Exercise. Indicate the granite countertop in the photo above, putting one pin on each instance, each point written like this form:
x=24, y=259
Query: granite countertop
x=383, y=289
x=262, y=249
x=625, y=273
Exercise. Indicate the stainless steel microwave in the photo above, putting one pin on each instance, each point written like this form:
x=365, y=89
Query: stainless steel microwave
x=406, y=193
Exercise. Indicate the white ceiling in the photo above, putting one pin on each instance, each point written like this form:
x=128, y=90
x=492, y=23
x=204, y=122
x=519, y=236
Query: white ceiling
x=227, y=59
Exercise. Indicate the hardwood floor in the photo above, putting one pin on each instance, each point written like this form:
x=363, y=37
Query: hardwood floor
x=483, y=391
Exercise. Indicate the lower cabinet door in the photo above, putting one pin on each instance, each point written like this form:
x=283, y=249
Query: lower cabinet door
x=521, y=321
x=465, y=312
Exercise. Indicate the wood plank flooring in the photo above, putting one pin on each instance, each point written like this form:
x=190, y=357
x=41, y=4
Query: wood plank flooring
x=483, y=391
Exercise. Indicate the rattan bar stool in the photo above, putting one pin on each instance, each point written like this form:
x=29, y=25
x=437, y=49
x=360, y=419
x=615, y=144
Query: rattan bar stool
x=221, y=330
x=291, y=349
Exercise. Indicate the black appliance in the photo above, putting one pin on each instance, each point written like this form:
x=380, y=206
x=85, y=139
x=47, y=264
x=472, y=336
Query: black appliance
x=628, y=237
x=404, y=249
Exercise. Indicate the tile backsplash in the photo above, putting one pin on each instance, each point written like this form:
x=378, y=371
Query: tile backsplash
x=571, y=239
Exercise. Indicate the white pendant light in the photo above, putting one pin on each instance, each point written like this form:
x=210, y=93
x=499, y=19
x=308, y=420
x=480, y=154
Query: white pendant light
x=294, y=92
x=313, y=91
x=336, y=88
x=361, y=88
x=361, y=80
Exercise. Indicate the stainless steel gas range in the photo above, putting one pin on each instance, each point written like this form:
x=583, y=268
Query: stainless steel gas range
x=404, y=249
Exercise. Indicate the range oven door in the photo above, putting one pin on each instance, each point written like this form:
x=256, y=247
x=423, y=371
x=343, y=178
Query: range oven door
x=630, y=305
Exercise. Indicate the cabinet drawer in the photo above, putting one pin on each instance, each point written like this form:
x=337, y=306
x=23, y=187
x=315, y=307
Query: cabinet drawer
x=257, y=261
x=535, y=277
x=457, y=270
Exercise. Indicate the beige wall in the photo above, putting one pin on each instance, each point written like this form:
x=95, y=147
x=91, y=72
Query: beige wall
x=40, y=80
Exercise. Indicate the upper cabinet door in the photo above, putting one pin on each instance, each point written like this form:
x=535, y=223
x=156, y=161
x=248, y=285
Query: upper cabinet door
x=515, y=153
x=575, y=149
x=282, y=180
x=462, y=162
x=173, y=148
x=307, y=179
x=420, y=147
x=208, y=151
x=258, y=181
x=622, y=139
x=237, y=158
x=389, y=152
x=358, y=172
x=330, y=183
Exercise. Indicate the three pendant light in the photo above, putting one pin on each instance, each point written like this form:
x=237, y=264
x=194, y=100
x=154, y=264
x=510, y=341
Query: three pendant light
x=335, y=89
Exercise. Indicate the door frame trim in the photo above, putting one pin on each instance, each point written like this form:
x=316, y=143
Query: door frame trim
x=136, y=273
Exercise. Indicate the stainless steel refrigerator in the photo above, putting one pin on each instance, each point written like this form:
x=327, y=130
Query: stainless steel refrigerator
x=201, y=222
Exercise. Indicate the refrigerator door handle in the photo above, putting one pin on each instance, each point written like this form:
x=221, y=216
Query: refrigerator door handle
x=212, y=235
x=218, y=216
================================
# Goal of the exercise
If a line appears above, it belongs in your answer, printed exactly.

# Exercise answer
Exercise. Indicate the granite countertop in the photo above, putting one pin on each instance, each point written like this form:
x=24, y=259
Query: granite countertop
x=383, y=289
x=262, y=249
x=625, y=273
Exercise. Indicate the stainless steel microwave in the photo above, putting one pin on each instance, each point written like this form:
x=365, y=89
Query: stainless steel microwave
x=406, y=193
Exercise. Indicate the white ceiling in the photo above, putting one pin on each instance, each point written like this form:
x=128, y=90
x=492, y=23
x=204, y=122
x=519, y=236
Query: white ceiling
x=227, y=59
Exercise. Indicate the hardwood floor in the photo above, putting one pin on each instance, each point written like this form:
x=363, y=37
Query: hardwood floor
x=483, y=391
Exercise. Indicate the lower cabinet door in the photo above, putting one pin on each instance, each point written like this form:
x=283, y=249
Query: lower cabinet door
x=521, y=321
x=465, y=312
Exercise. Indicate the wood plank flooring in the photo above, putting one pin on each instance, each point written like this form:
x=190, y=357
x=41, y=4
Query: wood plank flooring
x=483, y=391
Exercise. Indicate the rattan bar stool in the photo above, putting one pin on each instance, each point written like this form:
x=29, y=25
x=437, y=49
x=360, y=419
x=615, y=144
Query: rattan bar stool
x=221, y=330
x=291, y=349
Exercise. Indicate the black appliance in the photo above, putting one pin on each instance, each point written like this form:
x=380, y=206
x=85, y=139
x=47, y=264
x=472, y=336
Query: black appliance
x=628, y=237
x=404, y=249
Exercise. Indicate the tile backsplash in the photo above, putting one pin on each instance, each point written like this form:
x=378, y=371
Query: tile backsplash
x=571, y=239
Exercise. Indicate the white pendant light in the photo above, putting one pin on each instance, each point written like this form:
x=210, y=93
x=499, y=19
x=308, y=420
x=480, y=154
Query: white pendant light
x=294, y=92
x=313, y=91
x=336, y=88
x=361, y=88
x=361, y=80
Exercise. Indicate the stainless steel gas range in the photo above, putting one pin on each instance, each point written like this form:
x=583, y=268
Query: stainless steel gas range
x=404, y=249
Exercise. Indicate the range oven door in the photo above, putting one pin on each instance, each point written like this form:
x=256, y=247
x=423, y=371
x=343, y=178
Query: range oven door
x=630, y=305
Exercise. Indicate the cabinet drawer in the photo above, putting one pin on each instance, each point written like this form:
x=337, y=306
x=23, y=187
x=315, y=307
Query: cabinet drawer
x=257, y=261
x=535, y=277
x=457, y=270
Exercise. Indicate the beige wall in the photo above, putting one pin on each instance, each point written like this form:
x=95, y=147
x=91, y=72
Query: beige wall
x=40, y=80
Exercise. Indicate the upper cabinet door in the photo above, putting one pin on each instance, each point written like this form:
x=535, y=223
x=156, y=161
x=248, y=285
Query: upper cabinet door
x=515, y=153
x=575, y=149
x=282, y=180
x=462, y=162
x=173, y=148
x=307, y=179
x=420, y=147
x=208, y=151
x=258, y=181
x=622, y=139
x=237, y=158
x=389, y=152
x=358, y=172
x=330, y=183
Exercise. Indicate the three pendant light in the photo above, putting one pin on each instance, each point written like this form:
x=237, y=264
x=194, y=100
x=154, y=264
x=510, y=341
Query: three pendant light
x=335, y=89
Exercise. Indicate the door frame trim in the photo above, putting one pin on each instance, each point written like this form:
x=316, y=143
Query: door frame trim
x=136, y=273
Exercise. Indicate the stainless steel refrigerator in the photo above, putting one pin on each instance, each point written like this form:
x=327, y=130
Query: stainless steel refrigerator
x=201, y=222
Exercise. Indicate the refrigerator door handle in the photo above, putting one pin on each instance, each point written like this form:
x=221, y=216
Query: refrigerator door handle
x=212, y=235
x=218, y=216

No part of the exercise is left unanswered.